Task goal: Reproduce the material below line for line, leaving out the pictures.

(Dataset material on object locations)
-------

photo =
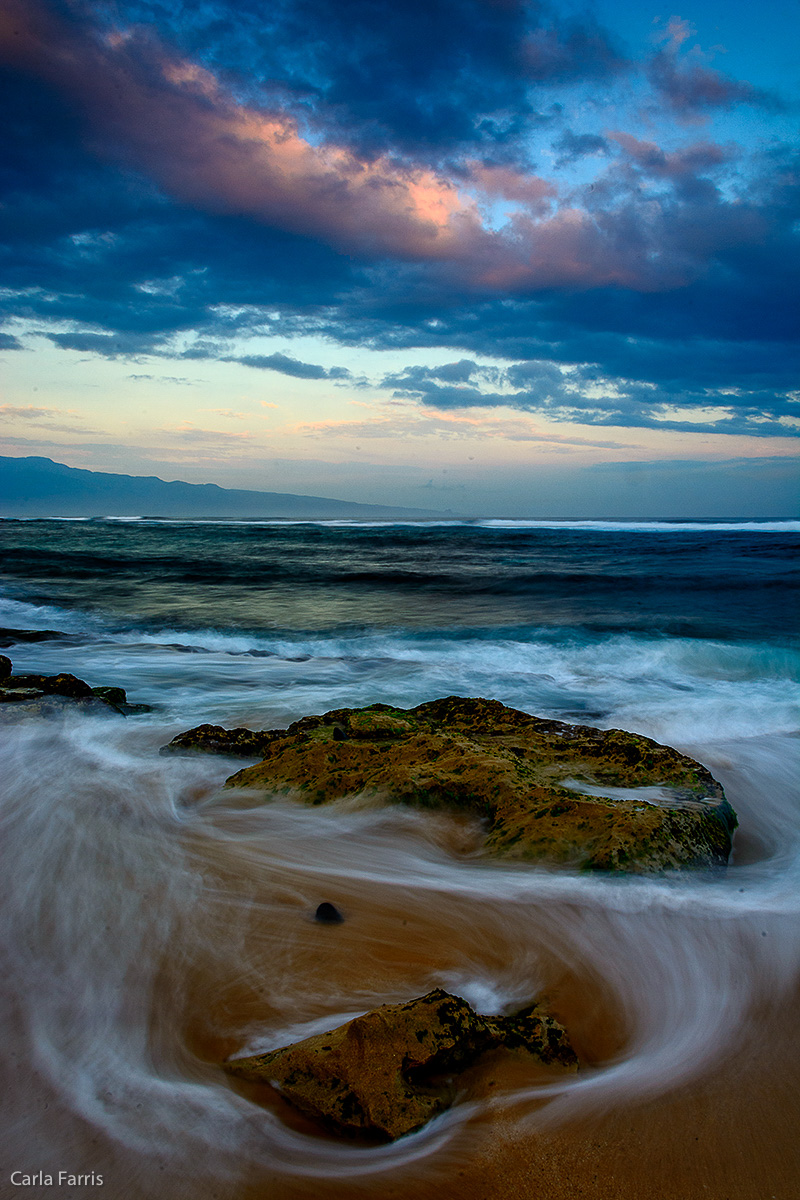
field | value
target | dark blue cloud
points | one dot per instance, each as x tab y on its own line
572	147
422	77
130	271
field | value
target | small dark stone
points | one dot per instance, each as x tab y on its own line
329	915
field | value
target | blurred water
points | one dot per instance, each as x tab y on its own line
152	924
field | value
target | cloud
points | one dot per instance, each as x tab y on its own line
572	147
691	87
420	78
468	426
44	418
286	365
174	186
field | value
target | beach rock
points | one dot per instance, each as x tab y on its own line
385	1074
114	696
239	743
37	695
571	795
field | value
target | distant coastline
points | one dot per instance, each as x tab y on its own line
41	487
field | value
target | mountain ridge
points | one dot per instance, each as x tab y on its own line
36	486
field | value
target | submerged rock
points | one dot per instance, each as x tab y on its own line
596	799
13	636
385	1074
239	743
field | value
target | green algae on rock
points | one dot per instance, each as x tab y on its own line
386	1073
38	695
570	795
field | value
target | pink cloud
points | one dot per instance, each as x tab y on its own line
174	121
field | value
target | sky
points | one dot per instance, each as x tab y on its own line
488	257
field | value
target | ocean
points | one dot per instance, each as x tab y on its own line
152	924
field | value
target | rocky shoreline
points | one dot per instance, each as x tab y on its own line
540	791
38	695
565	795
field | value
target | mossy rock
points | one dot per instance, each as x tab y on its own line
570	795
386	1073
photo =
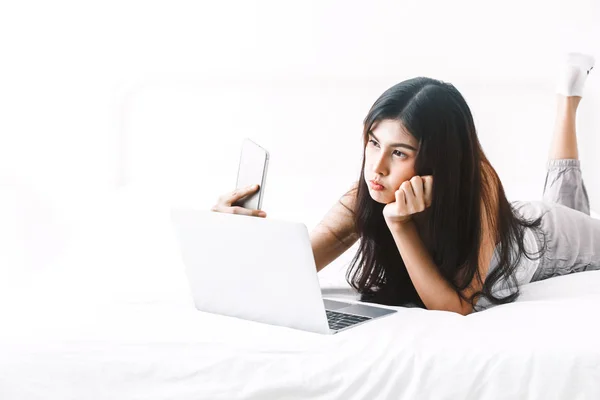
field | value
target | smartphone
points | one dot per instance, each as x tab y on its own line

-------

Written reply:
photo =
field | value
target | dark blue cloud
points | one dot per instance, each as x tab y on its own line
572	147
422	77
130	271
field | value
target | small dark stone
points | one dot per instance, each as x tab y on its own line
329	915
field | value
target | blurred water
points | one dot per instance, each as x tab y on its own line
152	924
field | value
target | cloud
points | one dot per instance, each as x tab y on its own line
572	147
691	87
420	78
468	426
44	418
286	365
174	186
field | value
target | beach rock
points | one dot per instance, each as x tab y on its own line
385	1074
114	696
239	743
37	695
571	795
field | value
target | distant coastline
points | one dot per instance, each as x tab y on its own line
41	487
field | value
target | mountain ridge
points | one dot per instance, each as x tab y on its own line
36	486
field | value
target | submerged rock
points | one dot per instance, each as x tab y on its own line
596	799
13	636
385	1074
239	743
field | value
target | green algae on rock
points | one dot per instance, each as x tab y on its own line
386	1073
38	695
570	795
field | value
target | pink cloud
points | one dot per instance, each as x tab y on its own line
174	121
field | value
target | sky
points | one dot per instance, each as x tab y on its own line
488	257
field | value
target | ocean
points | one dot per instance, each as x tab y on its own line
152	924
field | value
target | rocky shoreline
points | one dot per instance, each as x tab y on its own line
540	791
38	695
565	795
field | value
target | mossy rock
points | one dot per instance, each as x tab y on its own line
570	795
386	1073
photo =
field | value
target | smartphone
points | one dot per instance, each as x tab y on its own line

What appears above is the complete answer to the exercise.